**Your goal**. Please quote, word for word, the part of the article on Ilan Grapel's arrest that opens with the words containing "While Egyptian officials" and closes with "an Israeli uniform.".

--- start of Provided passage ---

Ilan Grapel, a rising third-year student at the Emory University School of Law, was arrested as a suspected Israeli spy in Cairo last Sunday. He is currently being detained in Egypt and may face trial within the next week.
Egyptian newspaper
Al-Ahram reported that Grapel has confessed to providing the Mossad, Israel's Institute for Intelligence and Special Operations, with daily intelligence reports and working to recruit Egyptian citizens to aid his espionage campaign. He was arrested at his hotel room last weekend.
Friends and family of 27-year-old Grapel have maintained that Grapel, who they say is spending the summer interning with Saint Andrew's Refugee Services, a non-governmental legal aid group that helps resettle refugees, is not a spy.
"He is not a Mossad spy," Irene Grapel, the student's mother, said in an interview with the
New York Post. "That's ridiculous! He's been in school for the last two years."
She added that Grapel was a supporter of the Arab cause, calling him an "Arabist."
Reuters reported on June 12 that an unnamed judiciary source said that Grapel took part in the revolt against Egypt's former president Hosni Mubarak in Tahrir Square in Cairo.
"He was there on a daily basis inciting youths towards sectarian strife. He has been distributing money to some of them," the source said.
While Egyptian officials say that Grapel has been in the country since February, when the uprisings in Cairo took place, Irene Grapel said in an interview with the
Associated Press that her son left for Cairo on May 10.
Some, including Irene and Rep. Gary Ackerman (D-N.Y.), whom Grapel interned for in 2002, have said that Grapel may have been targeted due to Facebook pictures that feature him in an Israeli uniform.
The
Al-Ahram has pulled photographs of Grapel in Tahrir Square and in Army garb from his Facebook page and printed them under headlines that read, "Mossad officer who tried to sabotage the Egyptian revolution."
Grapel, who has dual Israeli-American citizenship, was wounded in 2006 while serving in the Israeli Defense Forces during the Lebanon War.
On Tuesday, Israel's foreign minister Avigdor Lieberman also claimed that Grapel was not serving as a spy in Egypt and denied that he had been working for Israeli intelligence. In a radio interview on "Israel Radio," he said that he has "no idea" why Grapel should be detained.

--- end of Provided passage ---
--- start of Data lines ---

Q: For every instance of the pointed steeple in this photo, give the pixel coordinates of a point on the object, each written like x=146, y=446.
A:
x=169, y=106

--- end of Data lines ---

**Output**.
While Egyptian officials say that Grapel has been in the country since February, when the uprisings in Cairo took place, Irene Grapel said in an interview with the
Associated Press that her son left for Cairo on May 10.
Some, including Irene and Rep. Gary Ackerman (D-N.Y.), whom Grapel interned for in 2002, have said that Grapel may have been targeted due to Facebook pictures that feature him in an Israeli uniform.